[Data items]
— Begin —

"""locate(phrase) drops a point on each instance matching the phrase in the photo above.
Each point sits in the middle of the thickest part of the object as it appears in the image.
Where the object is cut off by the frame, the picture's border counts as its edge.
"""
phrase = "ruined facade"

— End —

**TO DO**
Render every row above as a JSON list of strings, with one string per line and any blank lines omitted.

**ANSWER BELOW**
[
  "\"\"\"locate(phrase) drops a point on each instance matching the phrase in the photo above.",
  "Each point sits in the middle of the thickest part of the object as it appears in the image.",
  "Where the object is cut off by the frame, the picture's border counts as its edge.",
  "\"\"\"",
  "phrase = \"ruined facade\""
]